THE PROBLEM: Reproduce the passage of the patch thread below from "IMHO filename_cmp.c is" up to and including "additional internal variables.".

— START OF DOCUMENT EXTRACT —

Patchwork [libiberty,include] : Add additional helper functions for directory-separator searching

login
register
mail settings
Submitter Kai Tietz
Date March 8, 2011, 10:56 a.m.
Message ID <AANLkTimyJb-3jEaWbbmUj2ZAOYPzhGT_GX9QFwR4DBCh@mail.gmail.com>
Download mbox | patch
Permalink /patch/85964/
State New
Headers show

Comments

Kai Tietz - March 8, 2011, 10:56 a.m.
Hello,

This patch introduce directory-separator search routines to libiberty.
IMHO filename_cmp.c is suiteable for those functions, but if there are
objections about that I can move it into a separate source-file. It
helps to avoid a commonly used pattern about dir-separator searching
in code, which requires #if-conditions to check if DOS paths are used
and introduces additional internal variables.

the pattern

         const char *filename = strrchr (xloc.file, '/');
#ifdef HAVE_DOS_BASED_FILE_SYSTEM
         const char *filename2 = strrchr (xloc.file, '\\');

         if (!filename || (filename2 && filename2 > filename))
           filename = filename2;

can be written by this patch as
        const char *filename = filename_dirrchr (xloc.file);


ChangeLog include/

2011-03-08  Kai Tietz

	* filenames.h (filename_dirchr): New prototype.
	(filename_dirrchr): Likewise.

ChangeLog libiberty/

2011-03-08  Kai Tietz

	* filename_cmp.c (filename_dirchr): New function.
	(filename_dirrchr): Likewise.
	* functions.texi: Regenerated.


Tested for x86_64-pc-linux-gnu and x86_64-w64-mingw32. Ok for apply?

Regards,
Kai
Eli Zaretskii - March 8, 2011, 11:11 a.m.
> Date: Tue, 8 Mar 2011 11:56:45 +0100
> From: Kai Tietz <ktietz70@googlemail.com>
> 
> +@deftypefn Extension int filename_dirchr (const char *@var{p})
> +
> +The returned value is similar to what @code{strchr} would return for
> +searching for a directory separator.
> +
> +This function does not normalize file name.  However, it does handle
> +the fact that on DOS-like file systems, forward and backward slashes
> +are directory separators.

This is very mysterious.  The documentation should explain how this is
"handled", or else the user will have no choice but to look in the
sources.  And description "by similarity" doesn't help, because this
function is obviously different from strchr in _some_ ways, but you
don't say how.

— END OF DOCUMENT EXTRACT —
— START OF MATERIAL PROVIDED —

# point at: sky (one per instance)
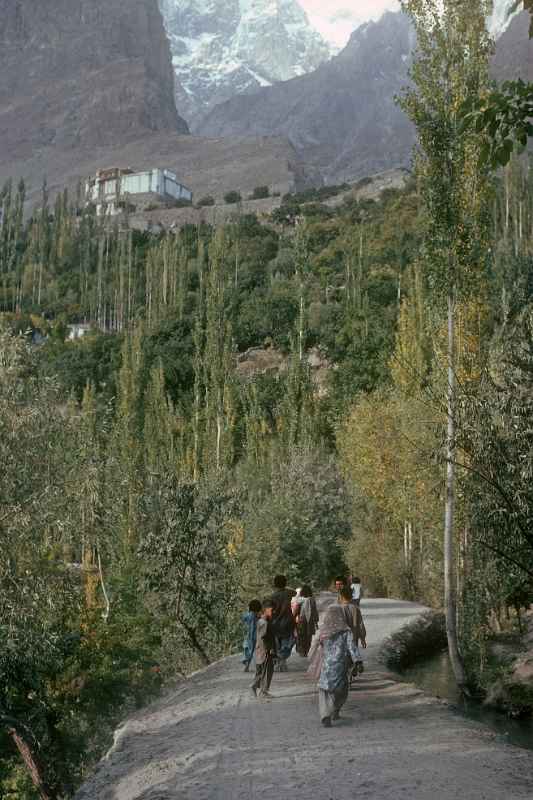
(336, 19)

— END OF MATERIAL PROVIDED —

EXERCISE ANSWER:
IMHO filename_cmp.c is suiteable for those functions, but if there are
objections about that I can move it into a separate source-file. It
helps to avoid a commonly used pattern about dir-separator searching
in code, which requires #if-conditions to check if DOS paths are used
and introduces additional internal variables.